_WORK INSTRUCTIONS:_ Return, exactly, the line that contains "Class, indicate each instance of the photo of playground" together with all lines after it to the end of the entries, and no further lines.

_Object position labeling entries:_

··········

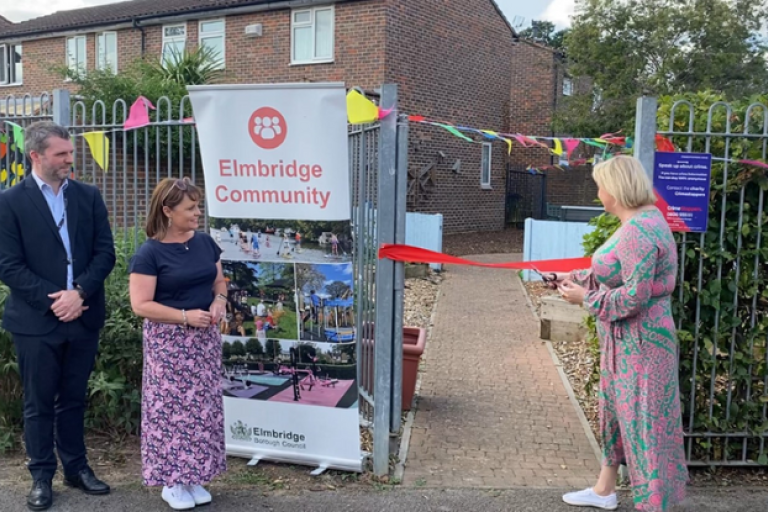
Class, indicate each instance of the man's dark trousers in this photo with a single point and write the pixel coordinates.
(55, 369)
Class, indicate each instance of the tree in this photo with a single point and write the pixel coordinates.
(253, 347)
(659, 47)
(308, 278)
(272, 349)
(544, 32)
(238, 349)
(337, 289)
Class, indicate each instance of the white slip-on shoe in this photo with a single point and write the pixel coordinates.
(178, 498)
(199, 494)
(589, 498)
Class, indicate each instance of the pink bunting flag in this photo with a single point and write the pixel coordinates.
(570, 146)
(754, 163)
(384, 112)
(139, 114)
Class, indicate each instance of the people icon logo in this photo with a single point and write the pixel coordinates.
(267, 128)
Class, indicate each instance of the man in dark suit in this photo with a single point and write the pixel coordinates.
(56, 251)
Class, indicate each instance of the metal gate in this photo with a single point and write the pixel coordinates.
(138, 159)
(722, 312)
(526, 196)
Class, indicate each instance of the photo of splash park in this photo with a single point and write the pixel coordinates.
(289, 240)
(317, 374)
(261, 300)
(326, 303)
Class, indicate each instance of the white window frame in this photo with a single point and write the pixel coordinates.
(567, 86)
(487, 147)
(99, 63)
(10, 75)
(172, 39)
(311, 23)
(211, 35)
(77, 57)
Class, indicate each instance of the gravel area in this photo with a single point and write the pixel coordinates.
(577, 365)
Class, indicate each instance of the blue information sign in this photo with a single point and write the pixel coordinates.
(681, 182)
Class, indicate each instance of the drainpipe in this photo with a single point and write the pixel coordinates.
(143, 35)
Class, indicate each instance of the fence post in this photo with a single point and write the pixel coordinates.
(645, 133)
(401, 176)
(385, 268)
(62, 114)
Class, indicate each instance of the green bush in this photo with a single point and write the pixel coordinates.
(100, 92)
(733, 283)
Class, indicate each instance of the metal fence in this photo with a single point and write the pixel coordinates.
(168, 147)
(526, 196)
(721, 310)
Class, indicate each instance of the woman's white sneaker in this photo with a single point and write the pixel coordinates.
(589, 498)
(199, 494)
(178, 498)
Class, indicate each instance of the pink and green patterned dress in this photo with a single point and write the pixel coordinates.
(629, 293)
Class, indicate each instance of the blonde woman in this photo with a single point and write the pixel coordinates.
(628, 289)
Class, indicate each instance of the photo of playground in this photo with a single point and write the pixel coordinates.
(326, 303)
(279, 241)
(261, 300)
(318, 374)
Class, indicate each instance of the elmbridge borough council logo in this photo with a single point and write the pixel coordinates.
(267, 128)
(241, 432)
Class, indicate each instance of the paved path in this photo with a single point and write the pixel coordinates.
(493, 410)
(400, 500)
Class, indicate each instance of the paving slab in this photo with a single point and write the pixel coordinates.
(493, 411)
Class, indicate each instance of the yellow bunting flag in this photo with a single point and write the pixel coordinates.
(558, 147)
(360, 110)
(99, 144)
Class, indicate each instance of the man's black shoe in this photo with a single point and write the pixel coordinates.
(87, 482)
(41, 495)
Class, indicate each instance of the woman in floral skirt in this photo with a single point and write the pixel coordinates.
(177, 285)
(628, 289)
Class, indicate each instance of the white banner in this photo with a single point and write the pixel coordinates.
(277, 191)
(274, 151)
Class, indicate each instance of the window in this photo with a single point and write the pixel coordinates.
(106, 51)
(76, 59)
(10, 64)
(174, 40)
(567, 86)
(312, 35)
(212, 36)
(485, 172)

··········

_FULL SOLUTION:_
Class, indicate each instance of the photo of playground in this photo with a single point and write the pixel coordinates.
(326, 303)
(279, 241)
(261, 300)
(318, 374)
Class, indicate each instance of the elmbridge borough council logo in this photo with a single point and write the pixel coordinates.
(267, 128)
(241, 432)
Class, indicate each instance of the paved path in this photo with a single point and write the pixel coordinates.
(493, 410)
(400, 500)
Class, indicate each instance of the paving slab in this photo with a single point and write the pixel coordinates.
(493, 411)
Class, indicate each instance of the yellow bunting flag in this photo with a single point and write the pixel coordinates.
(558, 147)
(360, 110)
(99, 144)
Class, indicate each instance of the man's black shoe in this photo with a single point and write the pixel coordinates.
(87, 482)
(41, 495)
Class, indicate each instance of the woman in floral skirt in this photo with a single point and write the pixel coordinates.
(177, 285)
(628, 289)
Class, indicate each instance of the white banner in this photo with a single point and write the pixel coordinates.
(277, 191)
(274, 151)
Class, indicate each instance of the window in this photo with a single point and write the pixel coordinates.
(106, 51)
(76, 59)
(10, 64)
(174, 40)
(567, 86)
(312, 35)
(212, 36)
(485, 172)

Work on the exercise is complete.